:: SELECTED TEXT ::
# # # #

# Whataburger



## ncm_pkt (Nov 13, 2009)

This questions is waaay out there...haha...but...was the founder of Whataburger a Mason???? I was eating with a friend there and he saw my ring, and compared it to the architecture of a whataburger in a picture behind where i was sitting. It looked like a compass...haha sooo yeah that's my stupid question of the day.


----------



## Blake Bowden (Nov 13, 2009)

Nope, but the founder of Wendys was! lol


----------



## scottmh59 (Nov 13, 2009)

What-*A*-burger....just like you like it..


----------



## TCShelton (Nov 13, 2009)

Best fast food burgers known to man.


----------



## Blake Bowden (Nov 13, 2009)

Word


----------



## ncm_pkt (Nov 13, 2009)

haha poop!!! if you notice, brothers....Wendy's meat is SQUARE and the buns are CIRCLES..."the Square and the Circle are equal because they are both 360*" haha i thought that to be an interesting observation


----------



## owls84 (Nov 13, 2009)

What if we took the conspiracy further and said that the Meat is square for the..duh..square and the bun round for the compasses??? 

I think I shall spread this rumor. :27:


----------



## owls84 (Nov 13, 2009)

TCShelton said:


> Best fast food burgers known to man.



This must be from a man that has never tasted the burger made from God's hands. It is called a "Double Double" and can be found at In-N-Out Burger. 

:drool:


----------



## HKTidwell (Nov 13, 2009)

If you are ever in Austin Check out "Top Notch".  Great little burger joint.


----------



## rhitland (Nov 13, 2009)

Harry Dobson founder of Whataburger sketched that on a napkin. He being a carpenter new that was the cheapest way to pop a structure up. This is on Whataburgers website.:001_huh:
As far as Wendy's being square maybe Brother Dave had that as a motive in the back of his mind but Wendy's is known as the square burger which was and is a pretty good marketing scheme. I always tell people though it was because he was a mason and it is all part of the plan to take over the world, starting with square burgers. :40:


----------



## ljlinson1206 (Nov 13, 2009)

TCShelton said:


> Best fast food burgers known to man.

# # # #

:: RECORD EXCERPTS ::

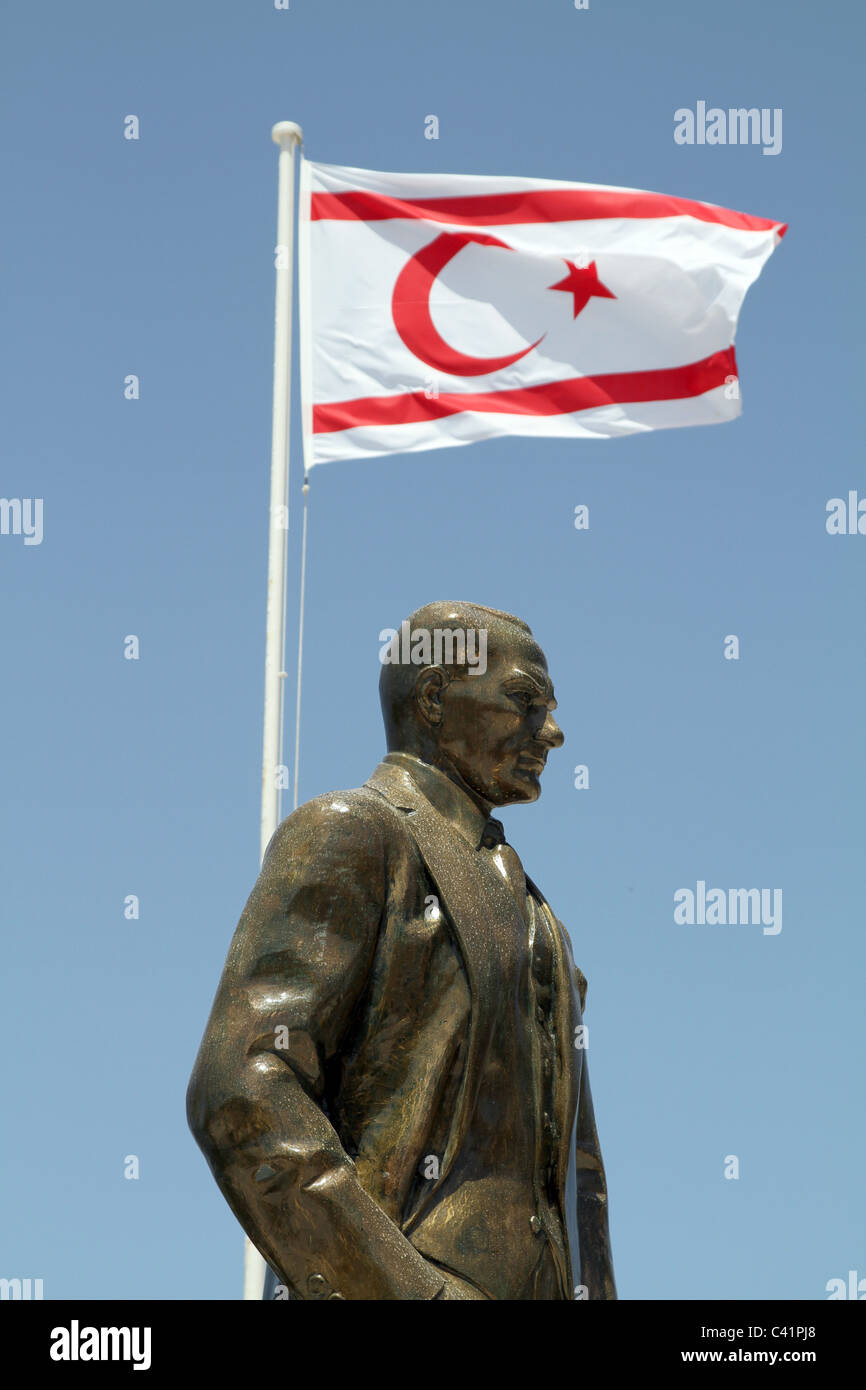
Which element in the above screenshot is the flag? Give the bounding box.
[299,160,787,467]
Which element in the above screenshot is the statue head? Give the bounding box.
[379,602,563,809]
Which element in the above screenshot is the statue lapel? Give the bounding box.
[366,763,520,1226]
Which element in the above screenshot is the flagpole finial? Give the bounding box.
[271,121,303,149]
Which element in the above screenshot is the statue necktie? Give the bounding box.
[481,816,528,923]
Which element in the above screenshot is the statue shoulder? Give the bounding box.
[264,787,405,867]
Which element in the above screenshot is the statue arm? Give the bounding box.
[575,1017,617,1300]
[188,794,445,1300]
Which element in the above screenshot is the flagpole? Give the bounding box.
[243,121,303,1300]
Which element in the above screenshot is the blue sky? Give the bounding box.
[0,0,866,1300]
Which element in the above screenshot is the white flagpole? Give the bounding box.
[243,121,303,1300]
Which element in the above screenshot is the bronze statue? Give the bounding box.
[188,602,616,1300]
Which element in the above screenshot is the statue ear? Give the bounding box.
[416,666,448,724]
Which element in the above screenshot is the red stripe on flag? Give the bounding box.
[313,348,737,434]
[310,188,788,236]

# # # #

:: WHAT NEEDS TO BE DONE ::
Write what comes next in the Whataburger forum thread, picking up after its final line. The records are separate material and are not part of the forum thread on Whataburger.

:: TASK ANSWER ::
I HATE WHATABURGER!!!!!!!

Best fast food (chain) burger that I know of is Texas Burger. Man, now that's a good burger.  Sometimes I make an excuse just to drive to Buffalo or Madisonville to hve one.  And the fries can't be beat.  even a die hard whataburger fan will have to admit that thier fries are a bit lacking.


----------



## RedTemplar (Nov 13, 2009)

The pickle on the burger is symbolic of the Past Master.


----------



## Bill Lins (Nov 13, 2009)

ljlinson1206 said:


> I HATE WHATABURGER!!!!!!!
> 
> Best fast food (chain) burger that I know of is Texas Burger. Man, now that's a good burger.  Sometimes I make an excuse just to drive to Buffalo or Madisonville to hve one.



I used to stop at the one in Madisonville on my way to/from Dallas. The last time I was in there (last January) the place was filthy- looked like it needed a good steam-cleaning.


----------



## ljlinson1206 (Nov 13, 2009)

Bill_Lins77488 said:


> I used to stop at the one in Madisonville on my way to/from Dallas. The last time I was in there (last January) the place was filthy- looked like it needed a good steam-cleaning.



I was just in there about two weeks ago and it looks like they have remodeled and was very clean.  Man I love thier burgers.  Makes me wanna take the patrol car to Madisonville right now!!!!!


----------



## Bill Lins (Nov 14, 2009)

ljlinson1206 said:


> I was just in there about two weeks ago and it looks like they have remodeled and was very clean.



Glad to hear it- I always LOVED their patty melts!


----------



## C. Banks Barbee (Nov 14, 2009)

The trick to the best Whataburger ever-- tell them to toast the buns.  The girl behind the counter will stare at you rather incredulously as if to say "Who told you our secret?"  The answer is you must never.  never. say it was me.  They'll know.

On another Whataburger note-- the commercial that tells you there are thousands of ways to fix your Whataburger is a lie.  On a simple evening after bowling and drinking, my friends and I went to the El Campo Whataburger and made a simple request;  scrambled eggs on the burger.  Apparently, even though it was after 11pm and they did have eggs on the menu, eggs on a burger was too much of a mindwarp for them to get.

Peace


----------



## ljlinson1206 (Nov 14, 2009)

Try going to a resturant and ordering a bacon sandwich.  They have no idea what your talking about. And then to simplify it and tell them you want a BLT cut the lettuce and tomatoes, they tell you they can't do that.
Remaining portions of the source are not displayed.